## Begin

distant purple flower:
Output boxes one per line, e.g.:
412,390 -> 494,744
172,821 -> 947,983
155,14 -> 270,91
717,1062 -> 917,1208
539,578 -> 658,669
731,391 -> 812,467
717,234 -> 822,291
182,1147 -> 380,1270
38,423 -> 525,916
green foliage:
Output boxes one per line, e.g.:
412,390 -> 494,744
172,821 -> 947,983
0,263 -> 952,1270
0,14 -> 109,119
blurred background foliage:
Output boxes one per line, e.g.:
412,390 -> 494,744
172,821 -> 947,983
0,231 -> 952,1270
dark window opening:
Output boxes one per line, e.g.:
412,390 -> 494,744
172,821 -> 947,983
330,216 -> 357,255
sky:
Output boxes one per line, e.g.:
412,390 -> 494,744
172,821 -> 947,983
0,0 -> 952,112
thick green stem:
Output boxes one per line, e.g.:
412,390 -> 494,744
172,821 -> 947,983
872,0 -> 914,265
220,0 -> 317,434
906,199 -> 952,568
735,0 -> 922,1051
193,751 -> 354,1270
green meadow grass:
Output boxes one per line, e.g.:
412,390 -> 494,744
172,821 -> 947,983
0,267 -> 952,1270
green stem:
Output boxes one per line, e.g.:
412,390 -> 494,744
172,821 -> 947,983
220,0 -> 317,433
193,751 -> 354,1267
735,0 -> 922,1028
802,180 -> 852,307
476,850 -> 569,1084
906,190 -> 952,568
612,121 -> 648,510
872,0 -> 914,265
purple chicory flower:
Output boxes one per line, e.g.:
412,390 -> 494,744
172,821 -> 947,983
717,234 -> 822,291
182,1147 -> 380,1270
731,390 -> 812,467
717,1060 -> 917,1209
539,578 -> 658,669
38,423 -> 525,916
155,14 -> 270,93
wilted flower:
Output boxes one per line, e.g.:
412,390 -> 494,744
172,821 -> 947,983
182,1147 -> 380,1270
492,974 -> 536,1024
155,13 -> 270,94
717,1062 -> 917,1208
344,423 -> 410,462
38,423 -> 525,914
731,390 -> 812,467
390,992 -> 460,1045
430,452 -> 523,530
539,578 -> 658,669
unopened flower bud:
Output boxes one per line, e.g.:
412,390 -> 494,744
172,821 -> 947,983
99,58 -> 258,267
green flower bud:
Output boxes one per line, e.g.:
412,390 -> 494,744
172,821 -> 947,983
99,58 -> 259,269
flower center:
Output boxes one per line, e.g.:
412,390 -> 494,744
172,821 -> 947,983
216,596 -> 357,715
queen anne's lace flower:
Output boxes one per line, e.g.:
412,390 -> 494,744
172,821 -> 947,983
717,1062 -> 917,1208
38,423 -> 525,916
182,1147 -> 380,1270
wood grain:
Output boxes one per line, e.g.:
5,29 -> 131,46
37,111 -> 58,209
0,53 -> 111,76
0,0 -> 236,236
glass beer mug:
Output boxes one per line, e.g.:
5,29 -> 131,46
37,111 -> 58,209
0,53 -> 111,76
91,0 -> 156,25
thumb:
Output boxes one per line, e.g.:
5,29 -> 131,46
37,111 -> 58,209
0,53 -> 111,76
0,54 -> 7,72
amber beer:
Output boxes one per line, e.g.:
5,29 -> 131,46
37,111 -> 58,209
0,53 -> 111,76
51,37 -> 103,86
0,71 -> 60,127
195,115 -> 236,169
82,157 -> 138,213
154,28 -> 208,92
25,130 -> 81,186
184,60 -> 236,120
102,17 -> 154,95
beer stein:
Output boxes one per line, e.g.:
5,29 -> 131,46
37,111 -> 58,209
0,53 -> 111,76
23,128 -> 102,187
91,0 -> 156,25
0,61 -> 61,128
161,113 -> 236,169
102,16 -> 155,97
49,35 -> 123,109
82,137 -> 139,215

## End

-- TO DO --
Pick out and copy each line in the records that contains the word "foliage". Upper and lower case count as different.

-- EXERCISE OUTPUT --
green foliage:
blurred background foliage:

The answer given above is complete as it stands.